__WORK TO BE COMPLETED__.
Rewrite every line of the listing below as a numbered list, leaving out any blank lines.

__TASK INPUT__.
┌──

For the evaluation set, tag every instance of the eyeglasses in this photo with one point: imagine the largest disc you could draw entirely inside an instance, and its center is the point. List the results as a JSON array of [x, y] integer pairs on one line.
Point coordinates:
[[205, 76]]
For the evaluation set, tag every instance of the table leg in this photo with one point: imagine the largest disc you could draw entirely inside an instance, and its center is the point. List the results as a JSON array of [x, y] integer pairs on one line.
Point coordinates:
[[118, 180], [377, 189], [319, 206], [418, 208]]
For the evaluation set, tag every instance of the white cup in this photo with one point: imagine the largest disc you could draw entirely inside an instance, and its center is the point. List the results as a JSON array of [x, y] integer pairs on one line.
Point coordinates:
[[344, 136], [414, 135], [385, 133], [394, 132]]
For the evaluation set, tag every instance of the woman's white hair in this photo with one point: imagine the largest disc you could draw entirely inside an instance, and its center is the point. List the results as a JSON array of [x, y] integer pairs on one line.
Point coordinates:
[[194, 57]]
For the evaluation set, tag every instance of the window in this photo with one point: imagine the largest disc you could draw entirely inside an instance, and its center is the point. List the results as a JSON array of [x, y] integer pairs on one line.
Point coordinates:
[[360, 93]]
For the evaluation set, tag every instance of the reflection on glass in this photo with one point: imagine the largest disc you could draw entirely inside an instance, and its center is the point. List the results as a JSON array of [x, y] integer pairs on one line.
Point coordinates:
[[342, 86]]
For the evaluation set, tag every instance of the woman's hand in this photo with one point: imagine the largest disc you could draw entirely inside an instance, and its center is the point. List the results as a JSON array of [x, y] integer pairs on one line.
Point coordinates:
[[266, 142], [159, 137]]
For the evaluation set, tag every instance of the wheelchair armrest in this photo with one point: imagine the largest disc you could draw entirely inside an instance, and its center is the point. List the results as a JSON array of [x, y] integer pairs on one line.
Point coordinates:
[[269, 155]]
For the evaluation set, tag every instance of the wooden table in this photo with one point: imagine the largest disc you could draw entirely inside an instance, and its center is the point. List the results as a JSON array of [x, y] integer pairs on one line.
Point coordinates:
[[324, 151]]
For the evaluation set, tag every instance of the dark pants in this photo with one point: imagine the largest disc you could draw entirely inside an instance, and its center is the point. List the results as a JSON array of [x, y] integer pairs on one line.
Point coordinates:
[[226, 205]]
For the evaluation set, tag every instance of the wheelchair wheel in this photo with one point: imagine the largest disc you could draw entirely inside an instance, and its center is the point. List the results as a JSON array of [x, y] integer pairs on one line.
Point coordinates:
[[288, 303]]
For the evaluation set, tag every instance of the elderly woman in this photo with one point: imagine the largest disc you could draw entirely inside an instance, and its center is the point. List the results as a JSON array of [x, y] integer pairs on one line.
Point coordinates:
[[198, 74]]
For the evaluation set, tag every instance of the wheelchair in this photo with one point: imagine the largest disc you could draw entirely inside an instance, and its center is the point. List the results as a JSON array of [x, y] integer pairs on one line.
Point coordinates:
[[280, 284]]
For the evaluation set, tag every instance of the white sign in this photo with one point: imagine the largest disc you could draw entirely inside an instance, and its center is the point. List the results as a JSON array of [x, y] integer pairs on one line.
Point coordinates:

└──

__TASK OUTPUT__.
1. For the evaluation set, tag every instance of the eyeglasses in this photo with one point: imagine the largest disc you could draw entirely inside an instance, and its center is the point. List the results as a JSON array of [x, y] integer pairs on one line.
2. Point coordinates:
3. [[205, 76]]
4. For the evaluation set, tag every instance of the table leg in this photo with one point: imagine the largest disc you could draw entirely inside an instance, and its center is the point. List the results as a JSON array of [x, y] integer pairs on one line.
5. Point coordinates:
6. [[118, 180], [377, 189], [319, 206], [418, 208]]
7. For the evaluation set, tag every instance of the white cup in this photo with one point: imagine the largest disc you could draw entirely inside an instance, and its center is the point. List the results as a JSON array of [x, y] integer pairs on one line.
8. Point coordinates:
9. [[344, 136], [414, 135], [385, 133], [394, 132]]
10. For the evaluation set, tag every instance of the woman's white hair in this photo with one point: imagine the largest disc you could draw entirely inside an instance, and its center is the point. List the results as a JSON array of [x, y] integer pairs on one line.
11. Point coordinates:
12. [[194, 57]]
13. For the evaluation set, tag every instance of the window in this photo with one point: imagine the largest disc you could draw entirely inside an instance, and its center is the point. List the results as a JSON array of [x, y] integer pairs on one line.
14. Point coordinates:
15. [[360, 93]]
16. For the evaluation set, tag every instance of the reflection on glass in this photo with one point: imagine the largest disc you could draw entirely inside an instance, and its center is the point. List the results as a JSON array of [x, y] integer pairs on one line.
17. Point coordinates:
18. [[342, 86]]
19. For the evaluation set, tag every instance of the woman's hand in this photo with one point: imagine the largest disc you could draw entirely inside an instance, and its center is the point. List the results as a JSON array of [x, y] integer pairs on one line.
20. Point coordinates:
21. [[266, 142], [159, 137]]
22. For the evaluation set, tag every instance of the wheelchair armrest in this photo with one point: imagine the largest disc you could draw entirely inside an instance, and its center is the point. List the results as a JSON array of [x, y] integer pairs on one line.
23. Point coordinates:
24. [[269, 155]]
25. For the evaluation set, tag every instance of the wooden table in this photo with one point: imagine the largest disc you could draw entirely inside an instance, and its center is the point. List the results as a JSON array of [x, y] integer pairs on one line.
26. Point coordinates:
27. [[324, 151]]
28. For the evaluation set, tag every instance of the dark pants in this photo with one point: imagine the largest disc you could draw entirely inside an instance, and its center is the point. List the results as a JSON array of [x, y] integer pairs on one line.
29. Point coordinates:
30. [[226, 205]]
31. For the evaluation set, tag every instance of the wheelchair wheel in this photo with one point: imagine the largest disc you could draw entirely inside an instance, and its center is the point. List the results as a JSON array of [x, y] integer pairs on one line.
32. Point coordinates:
33. [[288, 303]]
34. For the evaluation set, tag every instance of the elderly woman in this photo with one point: imagine the largest disc you could draw entirely inside an instance, and its center is the point. List the results as a JSON array of [x, y] integer pairs on one line.
35. Point coordinates:
36. [[198, 74]]
37. For the evaluation set, tag every instance of the wheelchair in this photo with one point: imagine the largest disc you could draw entirely inside an instance, and its center is the point. List the results as a JSON array of [x, y] integer pairs on one line.
38. Point coordinates:
39. [[280, 284]]
40. For the evaluation set, tag every instance of the white sign in this photo with one point: imagine the largest disc you could draw entirely inside an instance, and its center is the point. List the results as a JSON array of [x, y] integer pairs on one line.
41. Point coordinates:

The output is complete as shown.